-- Begin --

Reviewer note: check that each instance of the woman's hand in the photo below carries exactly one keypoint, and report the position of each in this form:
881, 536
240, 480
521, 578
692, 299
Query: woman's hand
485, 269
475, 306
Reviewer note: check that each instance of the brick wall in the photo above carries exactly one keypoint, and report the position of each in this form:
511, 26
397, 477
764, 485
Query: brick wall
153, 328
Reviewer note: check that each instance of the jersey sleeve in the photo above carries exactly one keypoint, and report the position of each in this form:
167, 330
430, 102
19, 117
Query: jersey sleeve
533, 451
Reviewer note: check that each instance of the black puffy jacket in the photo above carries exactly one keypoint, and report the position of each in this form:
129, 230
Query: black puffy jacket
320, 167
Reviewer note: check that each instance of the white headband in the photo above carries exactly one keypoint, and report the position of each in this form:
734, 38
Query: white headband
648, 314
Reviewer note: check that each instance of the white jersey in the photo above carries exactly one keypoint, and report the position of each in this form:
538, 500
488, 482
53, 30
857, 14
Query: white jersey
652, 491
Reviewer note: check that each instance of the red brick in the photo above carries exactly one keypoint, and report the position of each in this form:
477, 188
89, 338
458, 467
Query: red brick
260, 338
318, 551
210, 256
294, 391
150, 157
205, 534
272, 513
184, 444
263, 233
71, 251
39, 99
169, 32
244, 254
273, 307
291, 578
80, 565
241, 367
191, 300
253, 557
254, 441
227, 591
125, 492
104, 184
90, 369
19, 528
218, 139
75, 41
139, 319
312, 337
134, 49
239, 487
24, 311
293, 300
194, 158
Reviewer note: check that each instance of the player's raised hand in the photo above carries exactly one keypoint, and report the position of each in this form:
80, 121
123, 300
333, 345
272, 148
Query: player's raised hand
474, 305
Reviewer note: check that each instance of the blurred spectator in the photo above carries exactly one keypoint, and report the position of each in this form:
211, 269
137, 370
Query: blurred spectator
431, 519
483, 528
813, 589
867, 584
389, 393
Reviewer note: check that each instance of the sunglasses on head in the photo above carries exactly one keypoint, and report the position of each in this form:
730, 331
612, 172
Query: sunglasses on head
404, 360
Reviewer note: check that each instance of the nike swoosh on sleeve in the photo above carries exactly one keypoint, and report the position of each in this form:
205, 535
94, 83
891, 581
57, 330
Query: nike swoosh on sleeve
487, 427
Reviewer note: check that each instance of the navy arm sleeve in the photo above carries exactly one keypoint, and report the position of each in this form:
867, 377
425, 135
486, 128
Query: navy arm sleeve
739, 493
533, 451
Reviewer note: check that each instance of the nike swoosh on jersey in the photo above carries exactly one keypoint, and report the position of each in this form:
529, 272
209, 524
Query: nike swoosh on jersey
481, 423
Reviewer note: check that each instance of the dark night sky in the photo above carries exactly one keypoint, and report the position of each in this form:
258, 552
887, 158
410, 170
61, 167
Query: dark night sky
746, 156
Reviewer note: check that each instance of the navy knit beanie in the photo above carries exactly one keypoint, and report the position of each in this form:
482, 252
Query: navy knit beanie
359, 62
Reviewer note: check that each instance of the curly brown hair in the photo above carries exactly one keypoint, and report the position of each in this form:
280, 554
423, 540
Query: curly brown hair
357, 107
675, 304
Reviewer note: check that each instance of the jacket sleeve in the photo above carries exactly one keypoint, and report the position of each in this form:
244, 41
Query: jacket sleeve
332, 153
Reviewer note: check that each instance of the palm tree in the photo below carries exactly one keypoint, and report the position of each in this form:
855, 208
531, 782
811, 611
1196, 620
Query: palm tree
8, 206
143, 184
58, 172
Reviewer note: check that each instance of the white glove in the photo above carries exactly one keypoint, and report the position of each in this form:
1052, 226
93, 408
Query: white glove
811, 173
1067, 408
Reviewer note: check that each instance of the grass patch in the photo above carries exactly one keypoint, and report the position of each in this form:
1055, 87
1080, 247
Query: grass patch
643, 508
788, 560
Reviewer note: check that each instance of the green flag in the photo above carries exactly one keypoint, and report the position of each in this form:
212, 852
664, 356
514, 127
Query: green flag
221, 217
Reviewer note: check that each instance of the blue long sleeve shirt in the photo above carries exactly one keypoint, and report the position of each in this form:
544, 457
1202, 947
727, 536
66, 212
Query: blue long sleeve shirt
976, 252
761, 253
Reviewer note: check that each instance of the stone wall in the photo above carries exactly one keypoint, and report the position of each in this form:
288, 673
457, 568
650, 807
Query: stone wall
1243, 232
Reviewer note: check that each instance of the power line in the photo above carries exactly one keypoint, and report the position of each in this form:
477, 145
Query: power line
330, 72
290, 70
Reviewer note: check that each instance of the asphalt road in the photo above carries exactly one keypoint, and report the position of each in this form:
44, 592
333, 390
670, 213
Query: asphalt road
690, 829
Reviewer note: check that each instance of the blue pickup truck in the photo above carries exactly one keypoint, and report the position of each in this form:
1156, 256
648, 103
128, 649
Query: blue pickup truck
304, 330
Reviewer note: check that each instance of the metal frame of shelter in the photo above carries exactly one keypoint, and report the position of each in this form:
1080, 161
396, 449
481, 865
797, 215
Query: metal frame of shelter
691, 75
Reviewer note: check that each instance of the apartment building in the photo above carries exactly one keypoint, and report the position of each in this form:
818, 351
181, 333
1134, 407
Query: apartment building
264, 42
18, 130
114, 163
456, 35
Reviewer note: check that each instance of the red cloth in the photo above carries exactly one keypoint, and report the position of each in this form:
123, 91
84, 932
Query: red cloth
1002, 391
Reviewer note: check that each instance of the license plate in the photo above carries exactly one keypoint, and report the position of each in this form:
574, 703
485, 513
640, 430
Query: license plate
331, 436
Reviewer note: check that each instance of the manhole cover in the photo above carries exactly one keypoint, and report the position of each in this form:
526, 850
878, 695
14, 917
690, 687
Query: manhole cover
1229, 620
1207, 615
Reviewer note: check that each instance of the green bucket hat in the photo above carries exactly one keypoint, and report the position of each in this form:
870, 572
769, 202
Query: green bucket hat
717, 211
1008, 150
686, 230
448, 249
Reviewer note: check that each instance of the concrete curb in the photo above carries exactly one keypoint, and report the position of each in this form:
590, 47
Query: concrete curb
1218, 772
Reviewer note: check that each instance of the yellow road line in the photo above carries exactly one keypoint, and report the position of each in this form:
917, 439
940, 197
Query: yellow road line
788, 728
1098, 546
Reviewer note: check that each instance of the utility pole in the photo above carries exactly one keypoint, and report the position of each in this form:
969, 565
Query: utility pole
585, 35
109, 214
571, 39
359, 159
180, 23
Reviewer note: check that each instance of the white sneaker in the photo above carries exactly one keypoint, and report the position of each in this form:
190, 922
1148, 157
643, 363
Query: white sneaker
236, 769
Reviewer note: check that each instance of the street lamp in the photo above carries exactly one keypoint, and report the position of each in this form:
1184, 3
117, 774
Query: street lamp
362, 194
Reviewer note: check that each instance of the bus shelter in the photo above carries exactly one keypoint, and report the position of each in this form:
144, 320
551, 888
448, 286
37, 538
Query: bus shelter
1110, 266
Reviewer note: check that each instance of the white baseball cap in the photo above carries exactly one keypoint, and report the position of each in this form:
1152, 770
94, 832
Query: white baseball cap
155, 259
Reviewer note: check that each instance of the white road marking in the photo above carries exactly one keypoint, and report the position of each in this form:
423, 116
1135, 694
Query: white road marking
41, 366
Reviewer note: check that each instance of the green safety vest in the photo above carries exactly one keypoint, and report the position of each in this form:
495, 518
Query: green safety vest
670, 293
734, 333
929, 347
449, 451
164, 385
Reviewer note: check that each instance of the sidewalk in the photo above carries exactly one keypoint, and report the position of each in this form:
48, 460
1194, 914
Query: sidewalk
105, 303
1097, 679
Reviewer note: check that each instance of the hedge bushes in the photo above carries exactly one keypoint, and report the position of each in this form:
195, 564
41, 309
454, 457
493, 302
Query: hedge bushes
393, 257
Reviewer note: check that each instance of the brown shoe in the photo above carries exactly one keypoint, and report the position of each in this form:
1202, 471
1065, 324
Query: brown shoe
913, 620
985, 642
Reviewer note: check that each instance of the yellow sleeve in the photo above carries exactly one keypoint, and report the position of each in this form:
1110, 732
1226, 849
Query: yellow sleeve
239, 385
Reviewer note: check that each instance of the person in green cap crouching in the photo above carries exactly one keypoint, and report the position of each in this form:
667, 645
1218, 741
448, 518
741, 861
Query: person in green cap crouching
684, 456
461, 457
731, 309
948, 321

-- End --

Your goal: Set down nothing but the lines from the one with "Reviewer note: check that each instance of the hedge" through the end of the records, keeping each line exactly as written and including both ends.

Response for this exercise:
Reviewer note: check that each instance of the hedge bushes in the photo above carries exactly one keypoint, and report the position of each in this form:
195, 564
41, 309
454, 457
493, 302
Query: hedge bushes
393, 257
Reviewer note: check that each instance of the brown shoe in the photo above carries exactly one keypoint, and report the position of each in this form:
1202, 471
1065, 324
Query: brown shoe
913, 620
985, 642
Reviewer note: check that each instance of the yellow sleeve in the photo above carries exactly one keypoint, and report the position of each in this form:
1110, 732
1226, 849
Query: yellow sleeve
239, 385
Reviewer note: check that each instance of the person in green cap crouching in the photo above carries exactly one keypoint, and report the position of each in this form:
667, 645
1218, 741
448, 518
741, 861
Query: person in green cap crouching
684, 456
461, 457
731, 309
948, 321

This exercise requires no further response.